BEGIN DATA IN THIS EXERCISE
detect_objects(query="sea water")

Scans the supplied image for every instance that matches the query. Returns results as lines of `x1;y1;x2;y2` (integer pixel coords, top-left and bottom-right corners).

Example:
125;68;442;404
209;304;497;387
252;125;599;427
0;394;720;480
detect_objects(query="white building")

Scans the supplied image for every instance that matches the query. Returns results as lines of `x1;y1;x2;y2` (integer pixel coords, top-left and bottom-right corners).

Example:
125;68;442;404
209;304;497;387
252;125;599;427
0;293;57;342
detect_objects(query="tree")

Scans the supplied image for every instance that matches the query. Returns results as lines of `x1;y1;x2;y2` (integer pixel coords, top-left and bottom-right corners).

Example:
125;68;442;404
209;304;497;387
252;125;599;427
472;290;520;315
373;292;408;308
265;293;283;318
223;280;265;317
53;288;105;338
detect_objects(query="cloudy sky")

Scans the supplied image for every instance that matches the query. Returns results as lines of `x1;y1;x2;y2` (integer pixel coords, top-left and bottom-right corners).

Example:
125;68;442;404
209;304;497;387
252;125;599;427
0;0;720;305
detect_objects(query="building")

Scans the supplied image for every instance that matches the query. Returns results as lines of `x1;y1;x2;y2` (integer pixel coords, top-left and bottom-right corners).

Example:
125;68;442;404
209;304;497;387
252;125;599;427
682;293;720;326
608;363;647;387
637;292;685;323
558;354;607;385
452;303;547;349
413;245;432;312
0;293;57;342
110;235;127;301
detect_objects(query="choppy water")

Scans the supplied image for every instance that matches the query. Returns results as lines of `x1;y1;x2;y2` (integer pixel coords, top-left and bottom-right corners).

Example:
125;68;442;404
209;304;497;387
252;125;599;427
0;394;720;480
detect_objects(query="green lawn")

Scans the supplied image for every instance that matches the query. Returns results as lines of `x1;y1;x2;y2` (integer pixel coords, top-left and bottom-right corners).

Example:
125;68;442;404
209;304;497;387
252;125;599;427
END DATA IN THIS EXERCISE
Repeat the entries above word for word, from the start of the entries through the line containing "53;288;105;338". Include both ends.

detect_objects(query="sea water")

Scans the supplied image for every instance that matches the query. Returns results as lines of `x1;y1;x2;y2` (integer pixel coords, top-left and bottom-right corners).

Example:
125;68;442;404
209;304;497;387
252;125;599;427
0;394;720;480
detect_objects(query="white building")

Scans the supplied image for every instance that matches the query. Returns results as lines of `x1;y1;x2;y2` (integer pixel coords, top-left and bottom-right corners).

Example:
125;68;442;404
209;304;497;387
252;125;599;427
0;293;57;342
detect_objects(query="tree")

Scans the supplied image for every instance that matches the query. Returns results as lines of `x1;y1;x2;y2` (integer pixel coords, top-left and bottom-right corners).

Example:
125;68;442;404
209;304;497;387
252;125;599;427
472;290;520;315
373;292;408;308
265;293;283;318
223;280;265;317
53;288;105;338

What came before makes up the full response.